Input data:

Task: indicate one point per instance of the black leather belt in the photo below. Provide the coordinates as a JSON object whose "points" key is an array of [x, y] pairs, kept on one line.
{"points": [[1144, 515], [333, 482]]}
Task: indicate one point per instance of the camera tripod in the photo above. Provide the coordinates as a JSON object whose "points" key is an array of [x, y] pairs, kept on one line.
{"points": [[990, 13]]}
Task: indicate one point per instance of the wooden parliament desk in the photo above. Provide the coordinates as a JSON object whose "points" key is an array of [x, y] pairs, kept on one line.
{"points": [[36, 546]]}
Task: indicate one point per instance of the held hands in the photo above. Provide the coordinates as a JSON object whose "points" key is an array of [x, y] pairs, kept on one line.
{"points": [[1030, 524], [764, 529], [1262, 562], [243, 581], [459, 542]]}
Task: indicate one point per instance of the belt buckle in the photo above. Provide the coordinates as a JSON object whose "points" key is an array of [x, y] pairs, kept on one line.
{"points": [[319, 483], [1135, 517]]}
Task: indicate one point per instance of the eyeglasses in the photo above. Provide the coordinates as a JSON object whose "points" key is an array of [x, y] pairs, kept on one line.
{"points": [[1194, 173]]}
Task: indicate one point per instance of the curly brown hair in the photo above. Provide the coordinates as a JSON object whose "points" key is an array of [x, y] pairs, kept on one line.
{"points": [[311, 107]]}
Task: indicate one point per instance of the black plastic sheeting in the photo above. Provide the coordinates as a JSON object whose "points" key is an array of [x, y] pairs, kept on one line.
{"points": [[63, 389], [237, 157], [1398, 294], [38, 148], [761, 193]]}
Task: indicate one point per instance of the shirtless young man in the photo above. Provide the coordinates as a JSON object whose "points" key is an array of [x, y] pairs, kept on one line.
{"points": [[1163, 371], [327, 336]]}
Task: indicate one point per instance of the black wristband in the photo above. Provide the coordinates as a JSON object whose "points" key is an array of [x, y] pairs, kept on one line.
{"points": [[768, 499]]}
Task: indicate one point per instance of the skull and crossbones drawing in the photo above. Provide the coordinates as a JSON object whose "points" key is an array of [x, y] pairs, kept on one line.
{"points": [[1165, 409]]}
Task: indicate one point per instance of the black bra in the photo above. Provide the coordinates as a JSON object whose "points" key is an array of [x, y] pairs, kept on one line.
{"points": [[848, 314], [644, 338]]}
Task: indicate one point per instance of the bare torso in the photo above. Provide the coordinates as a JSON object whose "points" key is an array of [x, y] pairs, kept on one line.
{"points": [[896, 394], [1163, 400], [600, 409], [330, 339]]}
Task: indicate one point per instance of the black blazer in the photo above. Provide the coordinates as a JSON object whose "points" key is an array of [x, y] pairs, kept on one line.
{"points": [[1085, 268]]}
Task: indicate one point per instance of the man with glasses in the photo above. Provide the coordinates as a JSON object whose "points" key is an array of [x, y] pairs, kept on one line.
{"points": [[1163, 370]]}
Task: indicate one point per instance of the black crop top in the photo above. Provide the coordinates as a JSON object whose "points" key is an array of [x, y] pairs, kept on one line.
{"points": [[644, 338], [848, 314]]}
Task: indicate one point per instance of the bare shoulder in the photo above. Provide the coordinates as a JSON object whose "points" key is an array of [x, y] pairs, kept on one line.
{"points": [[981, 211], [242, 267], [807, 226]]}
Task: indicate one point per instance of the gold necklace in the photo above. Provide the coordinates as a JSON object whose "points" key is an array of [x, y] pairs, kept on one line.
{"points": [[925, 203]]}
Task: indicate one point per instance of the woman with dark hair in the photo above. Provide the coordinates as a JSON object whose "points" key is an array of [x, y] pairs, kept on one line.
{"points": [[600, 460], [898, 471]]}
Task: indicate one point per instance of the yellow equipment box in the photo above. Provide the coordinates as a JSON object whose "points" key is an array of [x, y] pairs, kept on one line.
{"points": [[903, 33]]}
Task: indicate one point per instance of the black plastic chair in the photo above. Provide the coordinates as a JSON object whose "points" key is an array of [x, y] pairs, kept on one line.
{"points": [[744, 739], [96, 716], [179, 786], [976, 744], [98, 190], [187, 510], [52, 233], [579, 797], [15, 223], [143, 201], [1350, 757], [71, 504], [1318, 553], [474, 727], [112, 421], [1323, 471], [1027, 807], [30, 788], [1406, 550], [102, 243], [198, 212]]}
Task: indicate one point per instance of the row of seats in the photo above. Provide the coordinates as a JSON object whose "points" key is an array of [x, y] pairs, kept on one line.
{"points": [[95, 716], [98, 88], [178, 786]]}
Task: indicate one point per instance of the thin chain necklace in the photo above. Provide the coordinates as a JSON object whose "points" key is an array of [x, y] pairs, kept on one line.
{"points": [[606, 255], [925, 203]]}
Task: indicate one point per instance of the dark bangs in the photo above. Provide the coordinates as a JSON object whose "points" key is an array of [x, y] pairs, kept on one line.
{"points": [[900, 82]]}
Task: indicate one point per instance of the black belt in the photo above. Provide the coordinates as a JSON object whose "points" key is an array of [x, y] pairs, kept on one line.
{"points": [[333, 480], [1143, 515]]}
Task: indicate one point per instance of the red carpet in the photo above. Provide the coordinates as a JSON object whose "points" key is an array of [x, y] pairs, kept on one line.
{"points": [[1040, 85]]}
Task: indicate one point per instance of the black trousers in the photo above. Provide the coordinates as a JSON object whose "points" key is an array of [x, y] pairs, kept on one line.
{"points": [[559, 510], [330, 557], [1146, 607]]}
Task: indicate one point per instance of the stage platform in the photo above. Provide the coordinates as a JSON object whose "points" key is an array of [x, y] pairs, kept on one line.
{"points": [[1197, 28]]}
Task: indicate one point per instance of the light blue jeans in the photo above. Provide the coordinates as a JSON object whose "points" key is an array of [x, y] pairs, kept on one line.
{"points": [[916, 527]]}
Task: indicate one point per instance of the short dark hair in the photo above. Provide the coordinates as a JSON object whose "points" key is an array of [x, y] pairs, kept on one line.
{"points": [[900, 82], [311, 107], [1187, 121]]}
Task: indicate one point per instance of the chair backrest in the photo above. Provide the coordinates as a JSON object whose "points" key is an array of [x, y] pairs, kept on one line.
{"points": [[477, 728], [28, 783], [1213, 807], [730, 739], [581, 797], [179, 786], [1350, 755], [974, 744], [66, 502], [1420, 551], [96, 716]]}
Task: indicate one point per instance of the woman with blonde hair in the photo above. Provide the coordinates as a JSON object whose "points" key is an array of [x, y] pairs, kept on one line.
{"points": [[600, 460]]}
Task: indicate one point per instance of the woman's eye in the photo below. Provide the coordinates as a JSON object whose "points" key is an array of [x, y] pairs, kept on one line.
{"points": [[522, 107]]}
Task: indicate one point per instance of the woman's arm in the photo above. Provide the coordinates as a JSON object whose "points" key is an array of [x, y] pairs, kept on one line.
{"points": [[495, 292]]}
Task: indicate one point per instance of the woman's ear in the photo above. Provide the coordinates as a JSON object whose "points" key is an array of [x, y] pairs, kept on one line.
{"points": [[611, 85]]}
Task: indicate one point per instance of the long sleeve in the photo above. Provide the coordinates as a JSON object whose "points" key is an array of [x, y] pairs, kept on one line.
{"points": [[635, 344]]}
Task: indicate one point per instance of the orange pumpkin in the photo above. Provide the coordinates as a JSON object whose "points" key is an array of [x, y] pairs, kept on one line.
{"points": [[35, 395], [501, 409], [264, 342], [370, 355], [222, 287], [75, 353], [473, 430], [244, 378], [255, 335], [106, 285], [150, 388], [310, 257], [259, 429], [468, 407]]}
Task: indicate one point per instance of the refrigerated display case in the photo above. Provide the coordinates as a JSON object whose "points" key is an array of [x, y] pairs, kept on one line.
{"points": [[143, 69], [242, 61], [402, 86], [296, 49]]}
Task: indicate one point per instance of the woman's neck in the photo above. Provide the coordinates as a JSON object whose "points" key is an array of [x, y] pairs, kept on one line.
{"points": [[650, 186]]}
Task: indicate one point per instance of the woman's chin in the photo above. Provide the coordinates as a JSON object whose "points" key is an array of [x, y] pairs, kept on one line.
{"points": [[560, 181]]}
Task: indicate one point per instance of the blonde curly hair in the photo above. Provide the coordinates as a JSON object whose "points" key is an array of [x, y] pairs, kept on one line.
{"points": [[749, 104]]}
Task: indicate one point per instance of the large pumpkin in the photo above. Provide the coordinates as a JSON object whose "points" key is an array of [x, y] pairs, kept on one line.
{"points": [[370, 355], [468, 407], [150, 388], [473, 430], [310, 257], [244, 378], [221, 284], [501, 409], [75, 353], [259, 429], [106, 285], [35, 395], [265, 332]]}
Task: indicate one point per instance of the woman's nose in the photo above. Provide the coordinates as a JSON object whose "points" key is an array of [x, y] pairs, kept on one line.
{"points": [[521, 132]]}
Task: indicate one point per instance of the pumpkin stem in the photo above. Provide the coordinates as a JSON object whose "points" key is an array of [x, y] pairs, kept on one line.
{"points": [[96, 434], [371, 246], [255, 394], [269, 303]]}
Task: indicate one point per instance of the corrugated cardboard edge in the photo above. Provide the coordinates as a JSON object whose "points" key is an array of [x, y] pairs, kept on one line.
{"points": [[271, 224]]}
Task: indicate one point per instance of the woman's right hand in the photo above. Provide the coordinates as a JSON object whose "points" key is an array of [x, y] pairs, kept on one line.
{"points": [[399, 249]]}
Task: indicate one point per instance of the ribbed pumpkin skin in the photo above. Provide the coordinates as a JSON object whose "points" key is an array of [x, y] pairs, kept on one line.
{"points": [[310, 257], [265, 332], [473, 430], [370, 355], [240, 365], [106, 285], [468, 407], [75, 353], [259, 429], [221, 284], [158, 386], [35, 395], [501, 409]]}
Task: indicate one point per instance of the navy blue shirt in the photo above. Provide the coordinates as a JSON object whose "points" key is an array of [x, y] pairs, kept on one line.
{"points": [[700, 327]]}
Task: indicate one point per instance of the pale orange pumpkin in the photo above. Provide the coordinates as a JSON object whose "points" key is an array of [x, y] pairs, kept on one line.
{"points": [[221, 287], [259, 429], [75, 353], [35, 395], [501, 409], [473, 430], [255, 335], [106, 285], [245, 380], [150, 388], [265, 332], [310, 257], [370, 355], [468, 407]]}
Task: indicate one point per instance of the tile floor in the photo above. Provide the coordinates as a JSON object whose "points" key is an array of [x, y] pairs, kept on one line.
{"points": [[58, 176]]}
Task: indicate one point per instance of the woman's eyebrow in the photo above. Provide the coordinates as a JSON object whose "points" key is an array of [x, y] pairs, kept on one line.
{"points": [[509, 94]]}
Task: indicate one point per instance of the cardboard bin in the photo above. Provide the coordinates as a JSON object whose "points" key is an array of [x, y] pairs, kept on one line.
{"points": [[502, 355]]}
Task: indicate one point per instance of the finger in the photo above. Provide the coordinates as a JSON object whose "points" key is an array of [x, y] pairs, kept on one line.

Task to carry out:
The response should be an exact copy of the lines from the one with "Task: indicate one point per instance of the tile" through the end of the data, with no other text.

Your solution:
Task: indicate one point per instance of the tile floor in the photo above. Provide the coordinates as a JSON object whose "points" key is an array of [x, y] pairs, kept on one line.
{"points": [[58, 176]]}
Task: indicate one point per instance of the woman's eyebrow in the photo above. Provide the coordinates as a JSON object whose "points" key is an array of [x, y] pairs, kept on one line.
{"points": [[509, 94]]}
Task: indicate one point per instance of the cardboard bin in the photo above. Provide the coordinates as a JSON object whose "points" key is an array of [x, y] pairs, kept on one line.
{"points": [[502, 355]]}
Task: indicate one point per instance of the finger in the photo above. Provide the coordinates as a JSON object whose "points" key is an array of [x, y] pairs, kept on one line.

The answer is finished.